Come And Get It

COME AND GET IT, adapted from Edna Ferber’s bestseller, was intended by producer Samuel Goldwyn to be one of the big hits of 1936 yet in the end it only managed to place 65th at the box office. A quality piece, earning the first Oscar awarded in the Supporting Actor category (Walter Brennan’s first of three) and a nomination for Film Editing, the lusty melodrama of a lumber baron in 19th-century Wisconsin didn’t rake sufficient hay (er, logs), a $2,900,000 gross not enough to tame cost overruns. In a year rife with stories centered in various aspects of Americana this colorful slice was outshone by most of the others. *

Wisconsin, the 1880s. ‘Barney Glasgow’ (Edward Arnold, 45), rip-roaring foreman of a lumberjack outfit, is determined to become the biggest cheese in the logging industry. He bulls his way up, marrying someone he doesn’t love, his boss’s daughter, while leaving behind someone he does, hope-crushed saloon singer ‘Lotta Morgan’ (Frances Farmer, 22) who then becomes the wife of Barney’s best pal, ‘Swan Bostrom’ (Brennan, 31). Years later in 1907, Barney, top of the heap, meets Swan (now a widower) again and rapidly becomes besotted with his daughter, also named Lotta (again played by Farmer). Barney’s adult son Richard (Joel McCrea,30) fancies the young charmer as well.

▸ **Provided data**
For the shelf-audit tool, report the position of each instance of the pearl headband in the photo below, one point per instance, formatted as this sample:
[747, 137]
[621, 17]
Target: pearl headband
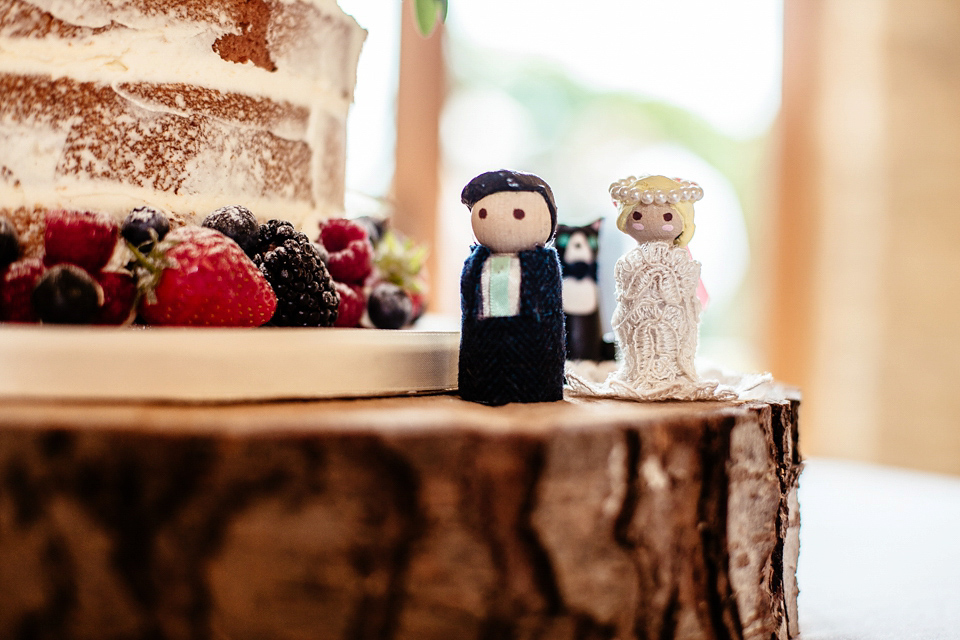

▸ **Stated task**
Please rewrite the part of the Come And Get It review from "Wisconsin, the 1880s." up to and including "charmer as well.", putting "tavern singer" in place of "saloon singer".

▸ **Completed exercise**
Wisconsin, the 1880s. ‘Barney Glasgow’ (Edward Arnold, 45), rip-roaring foreman of a lumberjack outfit, is determined to become the biggest cheese in the logging industry. He bulls his way up, marrying someone he doesn’t love, his boss’s daughter, while leaving behind someone he does, hope-crushed tavern singer ‘Lotta Morgan’ (Frances Farmer, 22) who then becomes the wife of Barney’s best pal, ‘Swan Bostrom’ (Brennan, 31). Years later in 1907, Barney, top of the heap, meets Swan (now a widower) again and rapidly becomes besotted with his daughter, also named Lotta (again played by Farmer). Barney’s adult son Richard (Joel McCrea,30) fancies the young charmer as well.